→ **REQUIREMENTS**: Convert the rows below into a numbered list, leaving out any blank lines.

[Excerpt from a dataset]
begin
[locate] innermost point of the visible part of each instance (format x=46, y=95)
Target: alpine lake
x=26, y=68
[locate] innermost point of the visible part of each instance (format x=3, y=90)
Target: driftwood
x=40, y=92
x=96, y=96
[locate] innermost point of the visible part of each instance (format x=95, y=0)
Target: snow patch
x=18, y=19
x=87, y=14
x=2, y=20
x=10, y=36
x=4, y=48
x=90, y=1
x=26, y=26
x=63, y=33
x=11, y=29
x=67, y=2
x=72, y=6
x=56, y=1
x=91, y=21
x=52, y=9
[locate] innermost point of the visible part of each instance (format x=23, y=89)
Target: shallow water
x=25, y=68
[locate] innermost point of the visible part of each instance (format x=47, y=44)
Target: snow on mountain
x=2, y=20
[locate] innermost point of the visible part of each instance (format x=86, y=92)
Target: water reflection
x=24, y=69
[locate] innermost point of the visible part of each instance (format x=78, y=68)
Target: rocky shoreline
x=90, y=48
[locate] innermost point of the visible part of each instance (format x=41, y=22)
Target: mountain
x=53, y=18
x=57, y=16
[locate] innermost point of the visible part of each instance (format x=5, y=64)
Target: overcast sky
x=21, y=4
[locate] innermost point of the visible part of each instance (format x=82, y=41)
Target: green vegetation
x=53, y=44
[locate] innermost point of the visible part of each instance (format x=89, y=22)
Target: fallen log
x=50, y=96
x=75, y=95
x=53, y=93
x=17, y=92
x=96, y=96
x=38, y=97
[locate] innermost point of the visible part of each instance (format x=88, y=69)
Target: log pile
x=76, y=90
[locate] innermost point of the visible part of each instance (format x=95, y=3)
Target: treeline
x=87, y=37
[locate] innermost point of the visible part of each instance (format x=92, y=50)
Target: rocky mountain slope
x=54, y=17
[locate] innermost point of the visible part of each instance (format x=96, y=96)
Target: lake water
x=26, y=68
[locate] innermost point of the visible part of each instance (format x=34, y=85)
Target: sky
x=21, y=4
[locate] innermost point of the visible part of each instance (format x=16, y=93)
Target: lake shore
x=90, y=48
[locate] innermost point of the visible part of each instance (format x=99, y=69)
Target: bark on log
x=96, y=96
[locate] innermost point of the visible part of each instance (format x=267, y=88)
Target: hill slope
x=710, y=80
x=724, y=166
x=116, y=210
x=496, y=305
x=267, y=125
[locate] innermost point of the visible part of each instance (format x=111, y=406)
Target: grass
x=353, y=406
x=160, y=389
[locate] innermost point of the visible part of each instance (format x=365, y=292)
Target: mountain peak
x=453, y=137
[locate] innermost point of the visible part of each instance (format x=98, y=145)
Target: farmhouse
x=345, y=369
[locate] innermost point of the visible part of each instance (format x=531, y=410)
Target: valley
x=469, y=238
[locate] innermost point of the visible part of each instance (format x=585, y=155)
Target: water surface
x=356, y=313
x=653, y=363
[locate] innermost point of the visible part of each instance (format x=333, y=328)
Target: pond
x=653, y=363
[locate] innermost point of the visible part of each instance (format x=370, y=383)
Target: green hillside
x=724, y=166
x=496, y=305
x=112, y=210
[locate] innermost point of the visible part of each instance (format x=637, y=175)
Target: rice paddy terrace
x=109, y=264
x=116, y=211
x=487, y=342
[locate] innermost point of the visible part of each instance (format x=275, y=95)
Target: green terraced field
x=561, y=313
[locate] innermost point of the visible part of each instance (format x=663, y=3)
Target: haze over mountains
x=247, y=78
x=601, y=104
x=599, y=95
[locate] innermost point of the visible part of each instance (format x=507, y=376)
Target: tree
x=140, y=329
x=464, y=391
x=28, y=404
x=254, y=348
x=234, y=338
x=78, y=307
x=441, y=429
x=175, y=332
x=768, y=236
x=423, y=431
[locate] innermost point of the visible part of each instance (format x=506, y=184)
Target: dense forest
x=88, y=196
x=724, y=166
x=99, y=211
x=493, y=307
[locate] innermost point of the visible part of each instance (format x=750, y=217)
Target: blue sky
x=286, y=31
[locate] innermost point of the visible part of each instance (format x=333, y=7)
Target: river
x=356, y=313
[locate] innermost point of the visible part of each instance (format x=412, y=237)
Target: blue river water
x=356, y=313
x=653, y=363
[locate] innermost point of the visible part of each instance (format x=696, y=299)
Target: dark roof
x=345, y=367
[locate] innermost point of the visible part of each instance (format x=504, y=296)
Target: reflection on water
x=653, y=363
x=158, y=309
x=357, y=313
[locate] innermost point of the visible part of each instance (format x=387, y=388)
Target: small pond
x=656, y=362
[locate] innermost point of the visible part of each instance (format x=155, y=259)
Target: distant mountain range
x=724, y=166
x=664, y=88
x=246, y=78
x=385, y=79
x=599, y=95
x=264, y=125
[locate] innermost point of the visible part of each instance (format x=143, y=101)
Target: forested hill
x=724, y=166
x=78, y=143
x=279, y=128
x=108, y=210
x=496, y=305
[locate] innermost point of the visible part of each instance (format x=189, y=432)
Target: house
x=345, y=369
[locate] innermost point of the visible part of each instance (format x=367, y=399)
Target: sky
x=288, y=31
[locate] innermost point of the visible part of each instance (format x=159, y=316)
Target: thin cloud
end
→ **SOLUTION FOR THIS TASK**:
1. [locate] innermost point of the visible part of each instance (format x=46, y=95)
2. Target: alpine lake
3. x=26, y=68
4. [locate] innermost point of the visible part of each instance (format x=3, y=90)
5. Target: driftwood
6. x=40, y=92
7. x=96, y=96
8. [locate] innermost point of the visible part of each instance (format x=95, y=0)
9. Target: snow patch
10. x=18, y=19
11. x=87, y=14
12. x=2, y=20
13. x=10, y=36
14. x=4, y=48
15. x=90, y=1
16. x=26, y=26
17. x=63, y=33
18. x=11, y=29
19. x=67, y=2
20. x=72, y=6
21. x=56, y=1
22. x=91, y=21
23. x=52, y=9
24. [locate] innermost point of the visible part of each instance (format x=23, y=89)
25. Target: shallow water
26. x=25, y=68
27. [locate] innermost point of the visible part of each instance (format x=47, y=44)
28. Target: snow on mountain
29. x=2, y=20
30. [locate] innermost point of the visible part of each instance (format x=86, y=92)
31. Target: water reflection
32. x=24, y=69
33. [locate] innermost point of the visible part of each instance (format x=78, y=68)
34. Target: rocky shoreline
35. x=90, y=48
36. [locate] innermost point of the visible part of each instance (format x=41, y=22)
37. Target: mountain
38. x=53, y=18
39. x=57, y=16
40. [locate] innermost point of the visible part of each instance (format x=5, y=64)
41. Target: overcast sky
42. x=21, y=4
43. [locate] innermost point of the visible part of each instance (format x=82, y=41)
44. Target: green vegetation
45. x=53, y=44
46. [locate] innermost point of the visible part of each instance (format x=89, y=22)
47. Target: fallen log
48. x=50, y=96
49. x=75, y=95
50. x=53, y=93
51. x=17, y=92
52. x=96, y=96
53. x=38, y=97
54. [locate] innermost point of the visible part of each instance (format x=88, y=69)
55. Target: log pile
56. x=76, y=90
57. [locate] innermost point of the visible part of each instance (format x=95, y=3)
58. Target: treeline
59. x=87, y=37
60. [locate] innermost point of the visible part of each instance (format x=92, y=50)
61. Target: rocky mountain slope
62. x=54, y=17
63. [locate] innermost point of the visible part of each instance (format x=96, y=96)
64. Target: lake water
65. x=26, y=68
66. [locate] innermost point of the visible part of each instance (format x=34, y=85)
67. Target: sky
68. x=21, y=4
69. [locate] innermost point of the visible part of each instance (format x=16, y=93)
70. Target: lake shore
71. x=90, y=48
72. [locate] innermost point of the visible part of each instance (format x=99, y=69)
73. Target: bark on log
74. x=96, y=96
75. [locate] innermost point of the visible part of each instance (format x=267, y=88)
76. Target: hill slope
77. x=710, y=80
78. x=724, y=166
79. x=116, y=210
80. x=496, y=305
81. x=267, y=125
82. [locate] innermost point of the visible part of each instance (format x=111, y=406)
83. Target: grass
84. x=353, y=406
85. x=160, y=389
86. [locate] innermost point of the visible part of each instance (format x=365, y=292)
87. Target: mountain peak
88. x=453, y=137
89. [locate] innermost point of the visible part of each instance (format x=98, y=145)
90. Target: farmhouse
91. x=345, y=369
92. [locate] innermost point of the visible part of each instance (format x=531, y=410)
93. Target: valley
94. x=469, y=238
95. [locate] innermost point of the visible part of each instance (format x=585, y=155)
96. Target: water surface
97. x=356, y=313
98. x=653, y=363
99. [locate] innermost point of the visible part of each instance (format x=333, y=328)
100. Target: pond
101. x=653, y=363
102. [locate] innermost point of the visible part of each instance (format x=370, y=383)
103. Target: green hillside
104. x=724, y=166
105. x=496, y=305
106. x=112, y=210
107. [locate] innermost point of the visible part of each instance (format x=637, y=175)
108. Target: rice paddy terrace
109. x=109, y=264
110. x=116, y=211
111. x=487, y=342
112. [locate] innermost point of the visible part of each instance (format x=275, y=95)
113. Target: green terraced field
114. x=561, y=313
115. [locate] innermost point of the visible part of each instance (format x=663, y=3)
116. Target: haze over mountains
117. x=247, y=78
118. x=601, y=104
119. x=599, y=95
120. [locate] innermost point of the visible part of each instance (format x=507, y=376)
121. Target: tree
122. x=140, y=329
123. x=464, y=391
124. x=28, y=404
125. x=254, y=348
126. x=234, y=338
127. x=78, y=307
128. x=441, y=429
129. x=175, y=332
130. x=768, y=236
131. x=423, y=431
132. [locate] innermost point of the visible part of each instance (format x=506, y=184)
133. Target: dense forest
134. x=88, y=196
135. x=724, y=166
136. x=99, y=211
137. x=493, y=307
138. [locate] innermost point of the visible part of each instance (format x=750, y=217)
139. Target: blue sky
140. x=286, y=31
141. [locate] innermost point of the visible part of each instance (format x=333, y=7)
142. Target: river
143. x=356, y=313
144. [locate] innermost point of the visible part of each instance (format x=412, y=237)
145. Target: blue river water
146. x=356, y=313
147. x=653, y=363
148. [locate] innermost point of the visible part of each instance (format x=696, y=299)
149. Target: dark roof
150. x=345, y=367
151. [locate] innermost point of the visible part of each instance (format x=504, y=296)
152. Target: reflection on water
153. x=653, y=363
154. x=158, y=309
155. x=357, y=313
156. [locate] innermost point of the visible part of each instance (format x=387, y=388)
157. Target: small pond
158. x=656, y=362
159. [locate] innermost point of the visible part of each instance (format x=155, y=259)
160. Target: distant mountain range
161. x=724, y=166
162. x=664, y=88
163. x=246, y=78
164. x=385, y=79
165. x=599, y=95
166. x=264, y=125
167. [locate] innermost point of the visible part of each instance (format x=143, y=101)
168. Target: forested hill
169. x=724, y=166
170. x=78, y=143
171. x=279, y=128
172. x=108, y=210
173. x=496, y=305
174. [locate] innermost point of the visible part of each instance (format x=189, y=432)
175. Target: house
176. x=345, y=369
177. [locate] innermost point of the visible part of each instance (format x=367, y=399)
178. Target: sky
179. x=288, y=31
180. [locate] innermost point of the visible part of each instance (format x=159, y=316)
181. Target: thin cloud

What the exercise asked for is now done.